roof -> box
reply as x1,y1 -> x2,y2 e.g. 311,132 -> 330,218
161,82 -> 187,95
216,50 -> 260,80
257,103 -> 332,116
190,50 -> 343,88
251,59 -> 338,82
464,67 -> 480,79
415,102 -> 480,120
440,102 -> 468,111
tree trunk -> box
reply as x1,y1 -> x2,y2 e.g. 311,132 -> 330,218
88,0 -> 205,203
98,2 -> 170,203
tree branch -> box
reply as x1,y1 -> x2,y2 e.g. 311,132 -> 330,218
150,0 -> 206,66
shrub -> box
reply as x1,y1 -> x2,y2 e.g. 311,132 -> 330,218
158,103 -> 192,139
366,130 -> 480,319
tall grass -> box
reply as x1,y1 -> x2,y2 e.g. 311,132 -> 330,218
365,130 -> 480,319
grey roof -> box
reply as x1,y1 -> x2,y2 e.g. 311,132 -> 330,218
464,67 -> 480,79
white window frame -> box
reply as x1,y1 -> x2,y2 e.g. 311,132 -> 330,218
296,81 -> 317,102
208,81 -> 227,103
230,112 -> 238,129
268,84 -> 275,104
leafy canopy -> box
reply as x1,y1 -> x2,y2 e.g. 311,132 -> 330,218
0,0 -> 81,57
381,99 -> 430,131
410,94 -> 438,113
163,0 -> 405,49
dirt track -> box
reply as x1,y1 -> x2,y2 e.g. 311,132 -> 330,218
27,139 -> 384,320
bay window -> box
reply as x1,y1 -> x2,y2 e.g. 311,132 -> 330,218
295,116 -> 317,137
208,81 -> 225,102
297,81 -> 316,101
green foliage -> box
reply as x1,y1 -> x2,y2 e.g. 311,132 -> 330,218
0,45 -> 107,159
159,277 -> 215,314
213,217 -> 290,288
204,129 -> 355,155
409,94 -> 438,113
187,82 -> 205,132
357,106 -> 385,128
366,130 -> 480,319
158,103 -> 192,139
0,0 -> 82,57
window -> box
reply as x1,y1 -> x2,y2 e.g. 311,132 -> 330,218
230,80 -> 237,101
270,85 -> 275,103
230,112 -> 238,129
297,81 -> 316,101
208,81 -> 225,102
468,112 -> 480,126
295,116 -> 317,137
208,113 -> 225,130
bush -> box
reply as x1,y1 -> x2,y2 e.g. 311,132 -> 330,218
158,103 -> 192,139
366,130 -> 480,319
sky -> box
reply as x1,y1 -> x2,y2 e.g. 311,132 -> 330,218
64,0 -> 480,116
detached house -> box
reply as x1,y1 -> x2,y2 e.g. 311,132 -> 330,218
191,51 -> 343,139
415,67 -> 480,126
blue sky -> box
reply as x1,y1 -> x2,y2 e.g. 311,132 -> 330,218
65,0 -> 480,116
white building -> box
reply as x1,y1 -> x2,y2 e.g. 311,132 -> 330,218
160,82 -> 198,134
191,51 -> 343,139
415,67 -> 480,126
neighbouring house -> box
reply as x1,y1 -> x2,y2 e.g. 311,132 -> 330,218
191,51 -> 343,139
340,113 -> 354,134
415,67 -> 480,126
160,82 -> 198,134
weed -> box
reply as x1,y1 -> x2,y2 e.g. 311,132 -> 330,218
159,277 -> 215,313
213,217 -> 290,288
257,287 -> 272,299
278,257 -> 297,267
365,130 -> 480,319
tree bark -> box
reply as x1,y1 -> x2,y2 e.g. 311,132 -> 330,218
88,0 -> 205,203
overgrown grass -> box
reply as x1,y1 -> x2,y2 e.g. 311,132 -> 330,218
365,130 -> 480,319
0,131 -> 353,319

· · · · ·

TASK INSTRUCTIONS => From the start of the listing above through the line containing "64,0 -> 480,116", output each line as one string in a JSON list, skipping blank lines.

ANSWER TO THE TASK =>
[
  "roof -> box",
  "reply as x1,y1 -> x2,y2 e.g. 311,132 -> 330,218",
  "161,82 -> 187,95",
  "216,50 -> 260,80",
  "257,103 -> 332,116",
  "190,50 -> 343,88",
  "251,59 -> 338,82",
  "464,67 -> 480,79",
  "415,102 -> 480,120",
  "440,102 -> 468,111",
  "tree trunk -> box",
  "reply as x1,y1 -> x2,y2 e.g. 311,132 -> 330,218",
  "88,0 -> 205,203",
  "98,2 -> 170,203",
  "tree branch -> box",
  "reply as x1,y1 -> x2,y2 e.g. 311,132 -> 330,218",
  "150,0 -> 206,66",
  "shrub -> box",
  "reply as x1,y1 -> x2,y2 e.g. 311,132 -> 330,218",
  "158,103 -> 192,139",
  "366,130 -> 480,319",
  "tall grass -> box",
  "reply as x1,y1 -> x2,y2 e.g. 311,132 -> 330,218",
  "365,130 -> 480,319",
  "grey roof -> box",
  "reply as x1,y1 -> x2,y2 e.g. 311,132 -> 330,218",
  "464,67 -> 480,79",
  "white window frame -> box",
  "reply as x1,y1 -> x2,y2 e.g. 311,132 -> 330,218",
  "296,81 -> 317,102",
  "208,81 -> 227,103",
  "230,112 -> 238,129",
  "268,84 -> 275,104",
  "leafy canopy -> box",
  "reply as x1,y1 -> x2,y2 e.g. 311,132 -> 330,218",
  "0,0 -> 81,57",
  "381,99 -> 430,131",
  "410,94 -> 438,113",
  "163,0 -> 405,49",
  "dirt track -> box",
  "reply as x1,y1 -> x2,y2 e.g. 311,132 -> 330,218",
  "27,139 -> 384,320",
  "bay window -> box",
  "reply as x1,y1 -> x2,y2 e.g. 311,132 -> 330,218",
  "295,116 -> 317,137",
  "208,81 -> 225,102",
  "297,81 -> 316,101",
  "green foliage -> box",
  "reply as x1,y1 -> x2,y2 e.g. 311,132 -> 330,218",
  "0,45 -> 107,159",
  "159,277 -> 215,314",
  "213,217 -> 290,288",
  "204,129 -> 355,155",
  "409,94 -> 438,113",
  "187,82 -> 205,132",
  "357,106 -> 385,128",
  "366,130 -> 480,319",
  "158,103 -> 192,139",
  "0,0 -> 82,57",
  "window -> box",
  "reply as x1,y1 -> x2,y2 e.g. 311,132 -> 330,218",
  "230,80 -> 237,101",
  "270,85 -> 275,103",
  "230,112 -> 238,129",
  "297,81 -> 316,101",
  "208,81 -> 225,102",
  "468,112 -> 480,126",
  "295,116 -> 317,137",
  "208,113 -> 225,130",
  "bush -> box",
  "reply as x1,y1 -> x2,y2 e.g. 311,132 -> 330,218",
  "158,103 -> 192,139",
  "366,130 -> 480,319",
  "sky -> box",
  "reply as x1,y1 -> x2,y2 e.g. 311,132 -> 330,218",
  "64,0 -> 480,116"
]